## Written problem:
Locate each line in the rows below that contains the string "bucket", and copy those lines in the order they appear.

## Data:

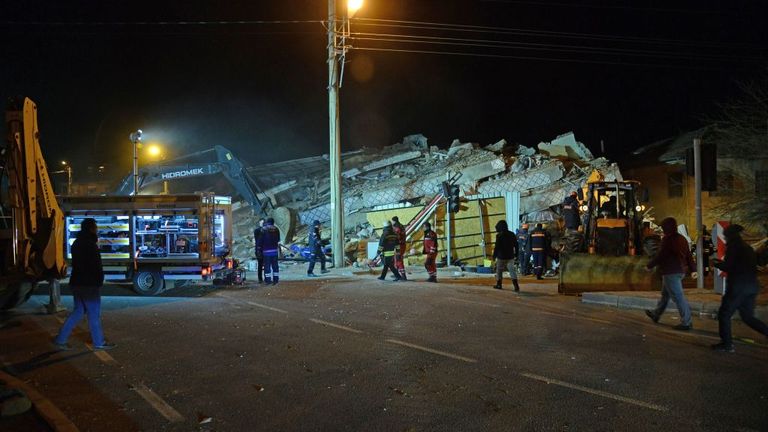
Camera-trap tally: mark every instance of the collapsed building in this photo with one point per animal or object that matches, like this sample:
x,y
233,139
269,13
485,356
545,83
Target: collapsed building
x,y
406,179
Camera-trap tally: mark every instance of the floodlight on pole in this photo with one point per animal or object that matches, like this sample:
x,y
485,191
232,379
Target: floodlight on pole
x,y
338,32
353,6
135,137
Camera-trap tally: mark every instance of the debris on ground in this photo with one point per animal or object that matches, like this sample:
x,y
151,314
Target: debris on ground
x,y
412,172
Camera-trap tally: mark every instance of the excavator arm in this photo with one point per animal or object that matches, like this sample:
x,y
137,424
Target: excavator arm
x,y
224,162
34,239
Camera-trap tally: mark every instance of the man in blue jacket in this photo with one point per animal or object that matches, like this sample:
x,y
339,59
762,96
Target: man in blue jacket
x,y
741,291
269,243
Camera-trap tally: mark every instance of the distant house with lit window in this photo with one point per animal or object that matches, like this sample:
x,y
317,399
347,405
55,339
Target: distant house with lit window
x,y
661,168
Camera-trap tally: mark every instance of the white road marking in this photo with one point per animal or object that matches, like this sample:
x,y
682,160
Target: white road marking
x,y
340,327
473,302
433,351
254,304
158,403
595,392
266,307
102,355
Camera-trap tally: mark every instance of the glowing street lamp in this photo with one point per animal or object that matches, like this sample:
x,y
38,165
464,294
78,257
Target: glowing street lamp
x,y
353,6
135,138
154,150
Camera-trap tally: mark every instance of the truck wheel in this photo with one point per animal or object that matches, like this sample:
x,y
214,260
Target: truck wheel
x,y
148,282
15,294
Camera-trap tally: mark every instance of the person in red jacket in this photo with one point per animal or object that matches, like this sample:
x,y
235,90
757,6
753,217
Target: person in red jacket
x,y
674,261
430,250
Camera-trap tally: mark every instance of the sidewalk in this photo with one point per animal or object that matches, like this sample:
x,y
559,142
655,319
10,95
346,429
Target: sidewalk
x,y
703,302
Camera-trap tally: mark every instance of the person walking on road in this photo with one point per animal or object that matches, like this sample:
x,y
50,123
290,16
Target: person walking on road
x,y
430,250
399,230
674,260
269,242
522,247
505,253
741,290
387,245
538,247
85,282
315,250
259,253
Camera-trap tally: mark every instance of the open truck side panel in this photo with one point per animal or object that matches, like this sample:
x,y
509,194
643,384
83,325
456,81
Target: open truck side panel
x,y
156,241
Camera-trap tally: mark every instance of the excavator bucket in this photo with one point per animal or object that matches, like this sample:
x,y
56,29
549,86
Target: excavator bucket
x,y
582,272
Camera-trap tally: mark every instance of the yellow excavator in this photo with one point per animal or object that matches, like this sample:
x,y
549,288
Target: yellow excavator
x,y
612,251
31,222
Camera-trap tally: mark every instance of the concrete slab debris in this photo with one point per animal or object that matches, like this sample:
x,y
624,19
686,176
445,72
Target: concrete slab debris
x,y
566,146
411,173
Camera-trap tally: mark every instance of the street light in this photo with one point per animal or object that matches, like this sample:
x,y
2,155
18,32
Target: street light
x,y
68,170
154,150
135,138
353,6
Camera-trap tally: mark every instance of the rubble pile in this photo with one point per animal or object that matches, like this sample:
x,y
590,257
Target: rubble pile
x,y
412,172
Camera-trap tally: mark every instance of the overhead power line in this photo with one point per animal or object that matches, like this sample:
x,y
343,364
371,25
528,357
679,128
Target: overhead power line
x,y
543,33
490,43
545,59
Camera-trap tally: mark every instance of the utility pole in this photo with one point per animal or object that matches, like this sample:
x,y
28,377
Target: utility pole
x,y
337,205
135,137
697,206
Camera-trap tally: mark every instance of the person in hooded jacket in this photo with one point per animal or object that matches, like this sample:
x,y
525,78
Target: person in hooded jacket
x,y
522,248
85,282
399,231
430,252
315,250
388,243
259,254
269,243
741,290
570,209
538,247
674,261
505,253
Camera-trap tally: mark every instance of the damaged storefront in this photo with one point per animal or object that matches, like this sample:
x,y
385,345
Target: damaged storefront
x,y
406,180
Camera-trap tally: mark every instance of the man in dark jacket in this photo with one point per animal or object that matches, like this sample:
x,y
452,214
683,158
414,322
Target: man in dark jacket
x,y
674,260
741,290
315,250
388,243
85,282
259,254
505,253
570,209
269,243
538,247
399,231
522,248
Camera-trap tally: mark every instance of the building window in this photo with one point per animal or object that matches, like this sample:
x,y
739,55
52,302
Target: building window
x,y
725,184
761,182
675,184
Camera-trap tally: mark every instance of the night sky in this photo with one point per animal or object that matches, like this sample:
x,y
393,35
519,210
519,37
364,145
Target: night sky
x,y
626,72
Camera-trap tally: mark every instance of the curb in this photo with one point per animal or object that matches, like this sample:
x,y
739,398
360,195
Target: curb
x,y
49,412
624,301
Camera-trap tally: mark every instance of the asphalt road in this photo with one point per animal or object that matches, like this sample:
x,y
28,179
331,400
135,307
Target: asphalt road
x,y
358,354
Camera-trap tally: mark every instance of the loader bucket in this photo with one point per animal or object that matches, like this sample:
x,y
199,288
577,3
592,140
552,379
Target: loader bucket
x,y
581,272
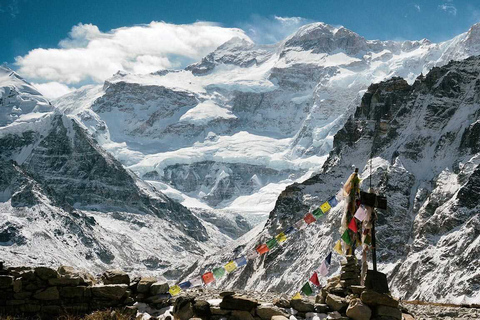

## Response to the task:
Camera-trap tally: mark every instance of the excavator bucket in this photo with one point per animal or object that matches, like this sample:
Target: excavator bucket
Camera-trap tally: mark every instance of the loader bucket in this photo with one point per animal or object that matches, like this sample:
Target: loader bucket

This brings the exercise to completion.